TASK DESCRIPTION: Reproduce all of the lines below word for word, keeping their order and leaving nothing out.

Coordinate annotation records
=======

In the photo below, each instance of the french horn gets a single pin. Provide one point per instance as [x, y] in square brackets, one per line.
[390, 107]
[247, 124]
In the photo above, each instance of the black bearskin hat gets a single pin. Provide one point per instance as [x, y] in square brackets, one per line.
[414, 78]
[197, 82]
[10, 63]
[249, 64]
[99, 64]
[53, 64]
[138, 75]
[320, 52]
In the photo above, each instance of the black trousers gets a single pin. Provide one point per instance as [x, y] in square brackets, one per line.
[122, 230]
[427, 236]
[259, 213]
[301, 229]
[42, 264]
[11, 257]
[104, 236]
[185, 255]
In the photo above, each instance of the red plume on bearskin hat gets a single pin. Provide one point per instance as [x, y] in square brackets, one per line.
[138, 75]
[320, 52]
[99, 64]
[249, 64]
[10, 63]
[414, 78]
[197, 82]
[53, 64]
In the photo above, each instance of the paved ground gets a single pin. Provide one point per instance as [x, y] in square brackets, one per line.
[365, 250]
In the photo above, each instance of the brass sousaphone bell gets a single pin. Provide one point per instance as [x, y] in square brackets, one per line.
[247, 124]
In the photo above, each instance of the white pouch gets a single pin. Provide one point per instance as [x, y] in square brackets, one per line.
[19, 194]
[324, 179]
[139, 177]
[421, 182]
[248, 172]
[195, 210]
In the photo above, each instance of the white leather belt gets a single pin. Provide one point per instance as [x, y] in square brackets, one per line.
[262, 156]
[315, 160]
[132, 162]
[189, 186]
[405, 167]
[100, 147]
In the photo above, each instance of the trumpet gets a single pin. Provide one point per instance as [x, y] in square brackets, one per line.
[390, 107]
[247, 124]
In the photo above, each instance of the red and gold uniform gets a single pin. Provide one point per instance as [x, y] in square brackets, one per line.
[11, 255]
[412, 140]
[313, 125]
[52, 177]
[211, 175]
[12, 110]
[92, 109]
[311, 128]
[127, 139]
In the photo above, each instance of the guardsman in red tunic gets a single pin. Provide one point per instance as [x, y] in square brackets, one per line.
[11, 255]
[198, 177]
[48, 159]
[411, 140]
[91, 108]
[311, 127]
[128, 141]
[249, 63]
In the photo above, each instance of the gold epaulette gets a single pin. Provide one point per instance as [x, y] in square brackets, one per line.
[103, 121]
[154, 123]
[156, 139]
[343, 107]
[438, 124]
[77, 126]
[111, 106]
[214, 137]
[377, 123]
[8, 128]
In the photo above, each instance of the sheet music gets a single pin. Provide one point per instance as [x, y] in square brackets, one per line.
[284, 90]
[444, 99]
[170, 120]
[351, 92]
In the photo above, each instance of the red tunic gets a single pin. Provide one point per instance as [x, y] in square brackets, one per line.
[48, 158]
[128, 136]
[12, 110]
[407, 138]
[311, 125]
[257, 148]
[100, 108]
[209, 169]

=======

WRITTEN RESPONSE:
In the photo below, each instance of the french horn gets a single pin. Provide one point per instance as [x, y] in square brackets, one per line.
[390, 107]
[247, 124]
In the photo above, each instance of the black bearskin hat gets a single pin. Provide one point per instance as [x, y] in square brackets, one per line.
[414, 78]
[197, 82]
[10, 63]
[249, 64]
[99, 64]
[53, 64]
[138, 75]
[320, 52]
In the photo above, each instance of the black trousers gets a single pin. Provide one point per instance as [x, y] in square brackets, one per line.
[122, 230]
[427, 236]
[259, 213]
[301, 229]
[42, 264]
[11, 257]
[104, 236]
[185, 255]
In the photo above, each instance of the red plume on bearskin hat gets a single pin. Provide one point per instance as [x, y] in square brackets, one per line.
[138, 75]
[320, 52]
[99, 64]
[249, 64]
[10, 63]
[414, 78]
[197, 82]
[53, 64]
In the photo above, each instance of the paved ground gets a single pin. Provide one point per instance as [x, y] in square brackets, one per line.
[365, 250]
In the photo above, each instance of the brass sousaphone bell gets a single pin. Provide one point per instance as [x, y] in square brackets, one per line.
[247, 124]
In the photo above, each instance of the white pouch gets a single pin. Provide one point per instance as [x, y] in square brackets, one per line.
[19, 194]
[324, 179]
[139, 177]
[421, 182]
[248, 172]
[195, 210]
In the photo above, each instance of the white leather belt gets a single pin. Provide one point per instance as [x, y] in square brackets, one per line.
[262, 156]
[315, 160]
[132, 162]
[189, 186]
[405, 167]
[100, 147]
In the photo above, each instance of the trumpet gets a single pin. Provide one point per instance as [x, y] in square brackets, one per line.
[390, 107]
[247, 124]
In the photo above, each instance of the red and gold uniform gets a single pin. Provide one point per instance as [x, y] in square brackets, one per line.
[11, 255]
[412, 140]
[313, 125]
[52, 177]
[211, 175]
[12, 110]
[92, 109]
[311, 128]
[127, 139]
In the photo above, each instance of the guardsman in red tunic gets a single pin. Provide one point per instance as [x, y] in square brackets, one per line.
[11, 255]
[198, 177]
[48, 159]
[411, 140]
[91, 108]
[311, 127]
[128, 141]
[249, 63]
In the photo above, each instance of the gold epaulette gets a single pin. Provide one point per instance as [x, y] in square brackets, one per line.
[103, 121]
[154, 123]
[156, 139]
[343, 107]
[438, 124]
[77, 126]
[111, 106]
[214, 137]
[377, 123]
[8, 128]
In the photo above, each instance of the sheet music gets a single pin. Provide one point per instance as [x, y] in square brackets, one per line.
[284, 90]
[444, 99]
[170, 120]
[351, 92]
In the photo above, each instance of the red tunic gets a single pin. Provide one point per instance as [x, y] in square brackets, one per line.
[48, 158]
[128, 136]
[12, 110]
[407, 138]
[311, 125]
[257, 148]
[100, 108]
[209, 169]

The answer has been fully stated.